- _Yapılacak iş_
Yerli lezzetlerin turizme katılmasını anlatan okuma parçasını, son cümlesinden sonrasını yazarak sürdürün.

Pazarlama ve organizasyona ihtiyaç var
Anadolu, mutfağımızın lezzetlerine ev sahipliği yapıyor. Neredeyse tüm şehirlerde yöresel bir lezzet, eşsiz bir tat bulmak mümkün. Böyle bir zenginliğin içinde yerli ürünleri kullanmanın da önemi oldukça büyük.
Türk Mutfak Sanatları Uzmanı Bingöl, yerli ürünleri işleyip turistlere sunarsak bu alanda iyi bir seviyeye gelineceği fikrinde. Turistlerin para harcayabileceği, yöresel ve farklı lezzetleri turistlerin bulabileceği alanlar oluşturulması gerektiğini vurguluyor. Sözlerine şöyle devam ediyor:
“İşim gereği Anadolu’nun her yerini geziyorum. Binlerce eşsiz malzeme var. Mesela Obruk peyniri… Fransız rokfor peyniriyle aynı mantıkta üretiliyor. Binlerce yıllık mağaralarda üretiliyor, bakteriyle 6 ay sonra kırmızılaşan bir peynir. Rayihası (kokusu) rokfor peynirinden çok daha yüksek. Ama bu peynir Konya’nın Obruk bölgesinde kalmış. Bunun kilosunu biz 100 liraya satıyoruz, orada satıyorlar 500 dolara. Turistlerin yiyebileceği, bulabileceği alanlar çok önem taşıyor. Herhangi bir Anadolu’nun köyüne gidin veya şehir merkezine gidin, yöresel lezzetleri tam anlamıyla yiyebileceğiniz bir yer bulmanız zor. Standart, popüler yemek haricinde yiyebileceğiniz alanları bulmak gerekiyor. Gelen turistlerin para harcayabileceği alanlar oluşturmamız lazım. O yörenin ürünlerini gastronomi turizmine katmamız lazım. O zaman insanlar buradan kalkıp, Kastamonu’ya, Giresun’a, Çorum’a, Şanlıurfa’ya gidebilecek. Ciddi bir pazarlama ve organizasyona ihtiyacımız var.”
Türkiye kebap ülkesi
Türkiye’nin binlerce lezzetli yemekleri var. Sayısız restoran bu alanda hizmet veriyor. Kebabın ana vatanı Türkiye, onlarca lezzeti bularak sofraları süsleyen bir ülke. 150 bine yakın restoran var, 100 binlerce eşsiz ürünümüz var, bunlar da turizme hizmet ediyor. Ramazan Bingöl, “Eşi benzeri olmayan lezzetlerimizi nasıl pazarlayabiliriz, bunu düşünmemiz lazım” diyor ve sözlerine ekliyor:
“Türkiye bir kebap ülkesi. Asla ve asla vazgeçilmez bir yiyeceğimiz. Kebabı bulan millet biziz. Dürümü, bazlamayı, yufkayı, kurutu, yoğurdu, ayranı, bulguru, pastırmayı bulan biziz. Talep özellikle doğal ve organik ürünlerde. Fransa’da çok iyi üzümler var ama sarma yapmayı bilmiyorlar. Ama Tokat yaprağından bir sarma yaptığında akılları gidiyor. Peynirlerimizi ön plana çıkardıkça turistler görüyor. ‘Türklerin şu peynirleri çok güzel’ diyorlar. Anadolu’nun pek bilinmeyen lezzetlerini her gün çıkardıkça ilgi ve alaka da çoğalıyor.”

- _Verilen satırlar_

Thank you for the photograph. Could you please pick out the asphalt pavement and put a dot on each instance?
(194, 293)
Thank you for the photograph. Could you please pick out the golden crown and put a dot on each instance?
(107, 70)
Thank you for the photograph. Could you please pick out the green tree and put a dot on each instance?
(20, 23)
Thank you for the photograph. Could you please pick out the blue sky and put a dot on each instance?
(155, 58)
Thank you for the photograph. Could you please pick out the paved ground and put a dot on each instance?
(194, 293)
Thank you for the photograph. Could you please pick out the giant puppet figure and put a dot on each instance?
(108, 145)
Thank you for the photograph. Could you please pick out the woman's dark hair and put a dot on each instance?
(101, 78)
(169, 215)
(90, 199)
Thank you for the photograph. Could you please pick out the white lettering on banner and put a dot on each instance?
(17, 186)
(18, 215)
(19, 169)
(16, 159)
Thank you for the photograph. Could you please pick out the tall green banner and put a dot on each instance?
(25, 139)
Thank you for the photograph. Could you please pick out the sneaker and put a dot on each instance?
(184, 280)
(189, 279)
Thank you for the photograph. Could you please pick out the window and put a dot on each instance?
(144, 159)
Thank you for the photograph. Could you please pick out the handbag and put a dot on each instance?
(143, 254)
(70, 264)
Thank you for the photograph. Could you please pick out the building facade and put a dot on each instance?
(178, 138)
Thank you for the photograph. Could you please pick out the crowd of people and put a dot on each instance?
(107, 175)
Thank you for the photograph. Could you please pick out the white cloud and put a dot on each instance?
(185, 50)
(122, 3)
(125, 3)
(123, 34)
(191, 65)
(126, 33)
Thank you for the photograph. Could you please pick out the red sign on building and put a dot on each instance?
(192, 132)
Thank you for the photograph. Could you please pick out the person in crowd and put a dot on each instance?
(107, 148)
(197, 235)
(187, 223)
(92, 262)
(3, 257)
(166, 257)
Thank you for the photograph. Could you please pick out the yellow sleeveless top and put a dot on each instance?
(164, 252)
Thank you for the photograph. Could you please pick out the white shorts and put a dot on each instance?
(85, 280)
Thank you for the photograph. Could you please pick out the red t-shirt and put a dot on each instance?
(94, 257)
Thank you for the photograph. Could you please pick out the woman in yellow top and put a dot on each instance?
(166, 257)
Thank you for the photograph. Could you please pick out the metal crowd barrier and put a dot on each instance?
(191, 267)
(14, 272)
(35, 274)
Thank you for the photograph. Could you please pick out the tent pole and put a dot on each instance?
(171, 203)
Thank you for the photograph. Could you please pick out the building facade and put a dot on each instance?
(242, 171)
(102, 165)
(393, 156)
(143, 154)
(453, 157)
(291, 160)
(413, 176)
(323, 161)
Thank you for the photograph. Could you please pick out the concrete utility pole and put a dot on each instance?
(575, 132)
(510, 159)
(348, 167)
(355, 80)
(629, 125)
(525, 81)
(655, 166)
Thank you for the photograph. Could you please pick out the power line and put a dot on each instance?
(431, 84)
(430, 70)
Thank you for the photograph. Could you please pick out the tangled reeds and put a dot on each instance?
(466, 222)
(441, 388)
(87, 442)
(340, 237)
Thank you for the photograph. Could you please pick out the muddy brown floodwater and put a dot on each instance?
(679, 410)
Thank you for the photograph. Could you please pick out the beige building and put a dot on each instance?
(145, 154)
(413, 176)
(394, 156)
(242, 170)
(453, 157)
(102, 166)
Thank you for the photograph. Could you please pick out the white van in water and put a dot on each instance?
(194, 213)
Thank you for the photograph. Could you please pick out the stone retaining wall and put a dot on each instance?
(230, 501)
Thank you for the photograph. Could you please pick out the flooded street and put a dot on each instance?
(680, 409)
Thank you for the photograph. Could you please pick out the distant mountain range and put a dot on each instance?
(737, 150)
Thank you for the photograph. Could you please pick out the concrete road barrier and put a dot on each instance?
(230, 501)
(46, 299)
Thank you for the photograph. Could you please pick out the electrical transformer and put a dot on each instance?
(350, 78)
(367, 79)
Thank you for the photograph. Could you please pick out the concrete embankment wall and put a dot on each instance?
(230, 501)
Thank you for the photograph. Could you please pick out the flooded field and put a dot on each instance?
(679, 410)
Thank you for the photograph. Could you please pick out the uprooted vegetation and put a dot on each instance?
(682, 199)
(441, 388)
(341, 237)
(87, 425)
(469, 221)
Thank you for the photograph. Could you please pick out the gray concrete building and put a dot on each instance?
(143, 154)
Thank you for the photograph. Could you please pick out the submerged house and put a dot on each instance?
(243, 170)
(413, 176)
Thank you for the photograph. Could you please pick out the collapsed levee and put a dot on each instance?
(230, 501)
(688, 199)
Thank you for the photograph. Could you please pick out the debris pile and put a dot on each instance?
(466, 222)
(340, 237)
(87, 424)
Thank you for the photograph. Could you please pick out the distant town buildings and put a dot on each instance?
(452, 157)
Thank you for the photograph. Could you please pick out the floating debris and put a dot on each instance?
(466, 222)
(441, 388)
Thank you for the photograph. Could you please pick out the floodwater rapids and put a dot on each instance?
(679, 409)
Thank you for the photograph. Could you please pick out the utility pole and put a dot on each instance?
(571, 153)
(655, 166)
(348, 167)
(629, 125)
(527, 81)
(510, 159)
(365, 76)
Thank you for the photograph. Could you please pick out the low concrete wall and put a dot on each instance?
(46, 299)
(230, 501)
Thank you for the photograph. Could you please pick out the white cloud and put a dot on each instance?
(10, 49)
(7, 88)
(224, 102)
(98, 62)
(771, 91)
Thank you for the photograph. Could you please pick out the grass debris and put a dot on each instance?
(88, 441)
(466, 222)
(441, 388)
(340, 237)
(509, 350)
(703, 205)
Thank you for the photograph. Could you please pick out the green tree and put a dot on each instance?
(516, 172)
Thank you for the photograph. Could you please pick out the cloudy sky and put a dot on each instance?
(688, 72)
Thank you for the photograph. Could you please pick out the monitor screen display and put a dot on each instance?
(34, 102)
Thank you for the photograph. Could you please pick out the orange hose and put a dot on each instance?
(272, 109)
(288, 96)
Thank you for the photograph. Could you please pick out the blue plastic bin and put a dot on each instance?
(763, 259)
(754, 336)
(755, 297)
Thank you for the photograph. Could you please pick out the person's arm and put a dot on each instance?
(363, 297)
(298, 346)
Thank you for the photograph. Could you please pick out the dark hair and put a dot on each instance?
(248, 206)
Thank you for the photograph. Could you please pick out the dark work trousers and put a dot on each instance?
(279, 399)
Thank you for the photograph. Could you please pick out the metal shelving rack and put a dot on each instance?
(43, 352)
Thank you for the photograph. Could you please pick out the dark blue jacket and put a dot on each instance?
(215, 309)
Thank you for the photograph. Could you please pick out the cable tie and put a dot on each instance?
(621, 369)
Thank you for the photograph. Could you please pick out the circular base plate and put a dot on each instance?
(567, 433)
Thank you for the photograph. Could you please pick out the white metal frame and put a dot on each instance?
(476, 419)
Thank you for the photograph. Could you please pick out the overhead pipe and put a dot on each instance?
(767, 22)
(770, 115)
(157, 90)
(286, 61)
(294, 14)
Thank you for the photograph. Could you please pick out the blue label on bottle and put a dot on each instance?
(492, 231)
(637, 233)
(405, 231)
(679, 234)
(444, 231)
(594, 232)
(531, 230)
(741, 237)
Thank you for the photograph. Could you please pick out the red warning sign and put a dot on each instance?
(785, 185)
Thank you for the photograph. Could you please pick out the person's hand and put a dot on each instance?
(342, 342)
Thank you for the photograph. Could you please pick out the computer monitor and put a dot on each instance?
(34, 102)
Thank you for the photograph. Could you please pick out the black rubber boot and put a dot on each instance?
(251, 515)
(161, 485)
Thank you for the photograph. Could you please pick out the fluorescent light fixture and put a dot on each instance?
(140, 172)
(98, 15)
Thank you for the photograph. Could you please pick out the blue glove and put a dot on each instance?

- _Alıştırmanın sonucu_
“81 ilin tamamı gastronomi şehri olabilir”
Yemek yemek insanlar için ihtiyacın dışında aynı zamanda bir sosyalleşme alanı. Ramazan Bingöl, pandemi döneminde bu sosyalleşme alanından uzak kalındığını ifade ediyor. Şimdilerde ise pandemi öncesi döneme yaklaştıklarını, restoranların vatandaşlar tarafından ziyaret edildiğini söylüyor.
Bingöl, Türkiye’nin gastronomi turizminde yıllık 20 milyar dolarlık potansiyeline işaret ediyor. En iyi ürünlerin Türkiye’de olduğunu bir kez daha vurgulayan Bingöl, 81 ilin de gastronomi şehri olabileceğini şu sözlerle açıklıyor:
“Türkiye’nin gastronomi turizmi iyi bir planlamayla yıllık 20 milyar dolara çıkabilir. Aynı zamanda insanların Anadolu’da ürettiği ürünleri katma değerli satmasıyla köyden göç de bu sayede azalacaktır. Cevizli sucuğu, manda kaymağını, pestili, peyniri gibi binlerce ürünü insanlar turistlere satabilirse büyük bir gastronomi turizmi başarısı yakalarız. 81 ilin birer gastronomi şehri olması işten bile değil. Bu ürün var bizde.”